⟨
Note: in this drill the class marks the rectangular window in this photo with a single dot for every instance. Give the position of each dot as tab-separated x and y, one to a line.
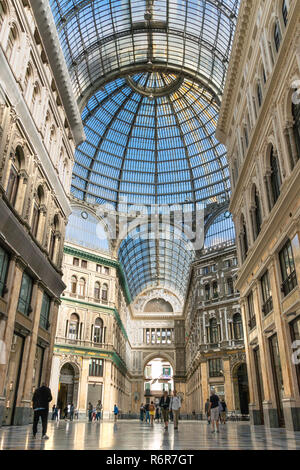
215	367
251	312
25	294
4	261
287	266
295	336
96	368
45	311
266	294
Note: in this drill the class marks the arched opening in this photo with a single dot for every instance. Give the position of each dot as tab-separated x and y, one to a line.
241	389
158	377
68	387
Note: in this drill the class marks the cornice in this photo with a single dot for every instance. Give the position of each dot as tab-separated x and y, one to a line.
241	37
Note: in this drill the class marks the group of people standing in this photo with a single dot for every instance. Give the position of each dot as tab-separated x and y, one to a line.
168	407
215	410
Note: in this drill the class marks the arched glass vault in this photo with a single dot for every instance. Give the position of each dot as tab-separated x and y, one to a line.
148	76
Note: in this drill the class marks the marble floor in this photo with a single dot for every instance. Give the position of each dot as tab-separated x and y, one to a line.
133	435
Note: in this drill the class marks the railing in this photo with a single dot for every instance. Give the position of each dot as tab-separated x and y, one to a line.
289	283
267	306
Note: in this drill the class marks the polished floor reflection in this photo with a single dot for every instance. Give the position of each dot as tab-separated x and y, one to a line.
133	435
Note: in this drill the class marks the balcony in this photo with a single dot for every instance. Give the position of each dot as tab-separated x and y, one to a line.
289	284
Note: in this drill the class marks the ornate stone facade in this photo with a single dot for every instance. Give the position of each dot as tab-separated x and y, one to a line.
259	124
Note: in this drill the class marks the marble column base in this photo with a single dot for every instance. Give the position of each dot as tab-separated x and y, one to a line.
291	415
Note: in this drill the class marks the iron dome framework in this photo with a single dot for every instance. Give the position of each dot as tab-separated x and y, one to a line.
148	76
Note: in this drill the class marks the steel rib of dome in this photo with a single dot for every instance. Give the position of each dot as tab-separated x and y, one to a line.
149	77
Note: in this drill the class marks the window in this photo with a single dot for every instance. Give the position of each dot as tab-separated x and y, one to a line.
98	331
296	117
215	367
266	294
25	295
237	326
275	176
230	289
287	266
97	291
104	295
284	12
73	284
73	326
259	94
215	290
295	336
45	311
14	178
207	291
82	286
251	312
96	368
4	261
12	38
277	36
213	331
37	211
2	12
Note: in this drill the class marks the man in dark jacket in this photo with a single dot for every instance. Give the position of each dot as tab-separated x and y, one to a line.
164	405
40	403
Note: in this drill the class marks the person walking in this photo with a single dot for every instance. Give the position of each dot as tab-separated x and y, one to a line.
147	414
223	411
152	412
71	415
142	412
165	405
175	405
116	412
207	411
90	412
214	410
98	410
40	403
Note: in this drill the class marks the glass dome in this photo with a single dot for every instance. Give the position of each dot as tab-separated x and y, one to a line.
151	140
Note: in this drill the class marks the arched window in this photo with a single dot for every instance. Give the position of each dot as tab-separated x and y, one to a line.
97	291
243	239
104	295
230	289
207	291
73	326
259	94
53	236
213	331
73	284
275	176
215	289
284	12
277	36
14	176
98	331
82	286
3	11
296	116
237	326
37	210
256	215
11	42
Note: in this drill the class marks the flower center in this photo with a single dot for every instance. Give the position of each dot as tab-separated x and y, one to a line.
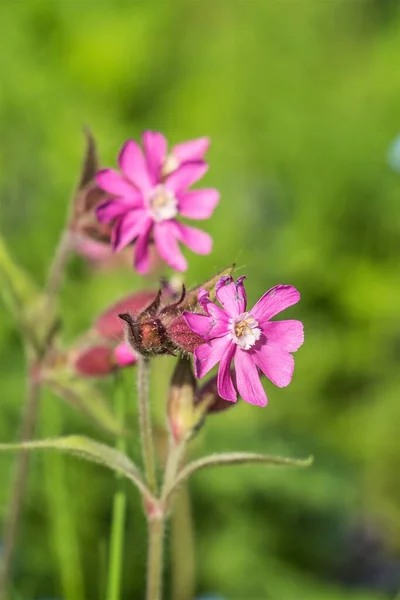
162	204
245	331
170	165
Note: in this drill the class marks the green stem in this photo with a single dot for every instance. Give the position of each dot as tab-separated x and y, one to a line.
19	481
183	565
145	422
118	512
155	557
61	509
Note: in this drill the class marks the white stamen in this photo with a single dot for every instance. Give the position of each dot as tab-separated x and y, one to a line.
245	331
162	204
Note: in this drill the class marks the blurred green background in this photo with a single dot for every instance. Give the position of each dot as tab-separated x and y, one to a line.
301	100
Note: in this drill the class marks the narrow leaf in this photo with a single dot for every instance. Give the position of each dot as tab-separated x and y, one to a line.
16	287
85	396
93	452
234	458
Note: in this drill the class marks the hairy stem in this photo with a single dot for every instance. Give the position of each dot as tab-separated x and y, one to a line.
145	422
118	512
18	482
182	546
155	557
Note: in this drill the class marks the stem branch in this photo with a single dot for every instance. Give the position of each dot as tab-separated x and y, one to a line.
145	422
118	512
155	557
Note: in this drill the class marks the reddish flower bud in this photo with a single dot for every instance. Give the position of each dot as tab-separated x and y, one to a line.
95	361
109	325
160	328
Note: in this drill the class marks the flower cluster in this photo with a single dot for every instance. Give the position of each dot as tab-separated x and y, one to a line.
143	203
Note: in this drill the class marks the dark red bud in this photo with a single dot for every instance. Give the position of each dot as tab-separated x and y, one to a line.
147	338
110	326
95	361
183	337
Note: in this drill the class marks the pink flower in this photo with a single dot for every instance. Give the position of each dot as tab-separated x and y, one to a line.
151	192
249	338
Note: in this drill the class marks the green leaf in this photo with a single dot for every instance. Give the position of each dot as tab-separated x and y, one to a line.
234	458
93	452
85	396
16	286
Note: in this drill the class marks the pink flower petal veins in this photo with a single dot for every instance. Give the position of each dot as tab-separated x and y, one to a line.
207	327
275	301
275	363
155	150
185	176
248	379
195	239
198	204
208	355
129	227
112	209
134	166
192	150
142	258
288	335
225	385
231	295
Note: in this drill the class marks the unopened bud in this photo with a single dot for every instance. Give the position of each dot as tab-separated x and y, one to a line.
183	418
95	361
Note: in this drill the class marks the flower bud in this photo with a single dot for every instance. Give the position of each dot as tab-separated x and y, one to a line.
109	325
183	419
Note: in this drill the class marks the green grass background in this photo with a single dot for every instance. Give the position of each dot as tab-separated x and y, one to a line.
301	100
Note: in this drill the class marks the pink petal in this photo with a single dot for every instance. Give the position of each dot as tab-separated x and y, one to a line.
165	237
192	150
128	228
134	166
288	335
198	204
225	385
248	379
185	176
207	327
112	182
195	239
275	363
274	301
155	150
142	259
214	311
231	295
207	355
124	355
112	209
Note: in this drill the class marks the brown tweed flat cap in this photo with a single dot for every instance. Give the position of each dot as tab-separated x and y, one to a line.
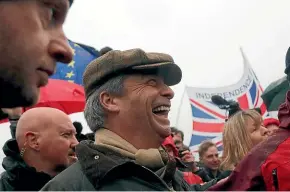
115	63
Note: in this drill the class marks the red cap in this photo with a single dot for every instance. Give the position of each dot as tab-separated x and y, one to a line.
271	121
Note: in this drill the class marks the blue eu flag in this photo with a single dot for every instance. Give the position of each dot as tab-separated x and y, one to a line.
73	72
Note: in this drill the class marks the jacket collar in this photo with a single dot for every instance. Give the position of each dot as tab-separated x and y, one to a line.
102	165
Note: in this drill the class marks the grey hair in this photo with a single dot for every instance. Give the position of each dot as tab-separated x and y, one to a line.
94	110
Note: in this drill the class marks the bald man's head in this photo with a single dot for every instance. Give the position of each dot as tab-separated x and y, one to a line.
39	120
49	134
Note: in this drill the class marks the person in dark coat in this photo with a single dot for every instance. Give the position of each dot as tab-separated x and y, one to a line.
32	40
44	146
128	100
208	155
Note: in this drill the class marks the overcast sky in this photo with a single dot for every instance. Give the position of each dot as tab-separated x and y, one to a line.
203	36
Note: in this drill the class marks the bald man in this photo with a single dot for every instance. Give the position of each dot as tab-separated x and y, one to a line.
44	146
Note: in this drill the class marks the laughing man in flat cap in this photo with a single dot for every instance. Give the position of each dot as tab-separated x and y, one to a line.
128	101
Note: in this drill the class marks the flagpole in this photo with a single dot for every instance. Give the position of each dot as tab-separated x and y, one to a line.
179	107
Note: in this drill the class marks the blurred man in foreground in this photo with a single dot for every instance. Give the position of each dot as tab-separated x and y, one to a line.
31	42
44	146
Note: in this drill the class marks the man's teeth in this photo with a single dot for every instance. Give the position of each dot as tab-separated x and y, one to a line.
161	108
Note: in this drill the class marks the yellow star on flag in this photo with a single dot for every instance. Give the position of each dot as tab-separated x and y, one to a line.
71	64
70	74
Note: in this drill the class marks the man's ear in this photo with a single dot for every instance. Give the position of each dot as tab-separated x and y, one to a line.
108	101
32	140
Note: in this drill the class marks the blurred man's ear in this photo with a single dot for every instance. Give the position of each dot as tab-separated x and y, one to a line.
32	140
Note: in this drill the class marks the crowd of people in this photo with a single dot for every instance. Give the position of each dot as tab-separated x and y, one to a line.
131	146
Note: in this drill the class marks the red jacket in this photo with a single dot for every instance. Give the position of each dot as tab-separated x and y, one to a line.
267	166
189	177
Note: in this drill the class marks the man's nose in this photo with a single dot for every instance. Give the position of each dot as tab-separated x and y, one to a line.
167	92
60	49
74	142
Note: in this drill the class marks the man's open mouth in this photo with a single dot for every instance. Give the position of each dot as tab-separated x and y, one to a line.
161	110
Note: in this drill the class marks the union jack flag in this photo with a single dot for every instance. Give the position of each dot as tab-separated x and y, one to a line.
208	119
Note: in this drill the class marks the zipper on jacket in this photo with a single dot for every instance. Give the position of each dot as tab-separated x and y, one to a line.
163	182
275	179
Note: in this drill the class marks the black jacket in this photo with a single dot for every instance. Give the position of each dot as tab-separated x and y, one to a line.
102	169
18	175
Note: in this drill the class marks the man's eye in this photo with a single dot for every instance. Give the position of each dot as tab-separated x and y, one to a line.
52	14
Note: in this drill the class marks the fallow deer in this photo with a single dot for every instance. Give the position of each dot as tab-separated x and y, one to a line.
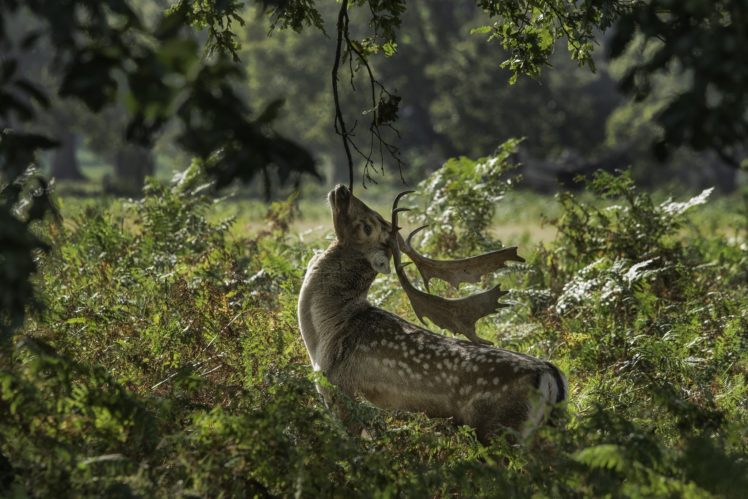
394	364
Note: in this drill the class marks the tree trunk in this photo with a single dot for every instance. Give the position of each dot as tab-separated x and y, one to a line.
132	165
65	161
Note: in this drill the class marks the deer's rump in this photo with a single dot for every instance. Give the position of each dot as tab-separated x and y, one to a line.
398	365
⟩
## DIRECTIONS FOR THIS TASK
Retype exactly the lines above, starting at the line containing "Note: in this drill the class marks the man's nose" and ending with the last line, both included; leave out the pictures.

## THE REPLY
Note: in this drill the class marks the man's nose in this photo with a single dot for every instance. Give the position of each dot as tab-separated x and y, one to a line.
167	92
60	49
74	142
Note: in this drill the class marks the man's open mouth in this photo with a single dot for every instance. Give the position of each dot as tab-separated x and y, one to a line.
161	110
Note: in this drill the class marks the union jack flag in this photo with a single dot for every instance. Give the position of each dot as tab-separated x and y, one to a line.
208	119
Note: in this drill the class marks the zipper on jacket in this photo with a single dot for every instance. Give the position of each dot as tab-separated x and y, one to a line.
163	182
275	179
Note: in this drill the class marks the black jacket in this photo with a single dot for every instance. Give the position of each dot as tab-separated x and y, one to a line.
102	169
18	175
Note: in this drill the class marks the man's eye in this photo with a single dot for every instance. Give the position of each dot as tab-separated x and y, one to a line.
52	14
Note: in this drill the class marks the fallow deer in this photo with a single dot for every instance. Give the position of each dot as tab-separated x and y, one to a line.
394	364
Note: in this drill the class marks the tree trunk in this photo with a single dot for every instance. Give the position of each dot as tab-separated x and y, one to a line.
132	165
65	161
Note: in this drill the class marks the deer's rump in this photo with a single dot for every instance. Give the position of each dot as tab-separated x and y, one to a line.
398	365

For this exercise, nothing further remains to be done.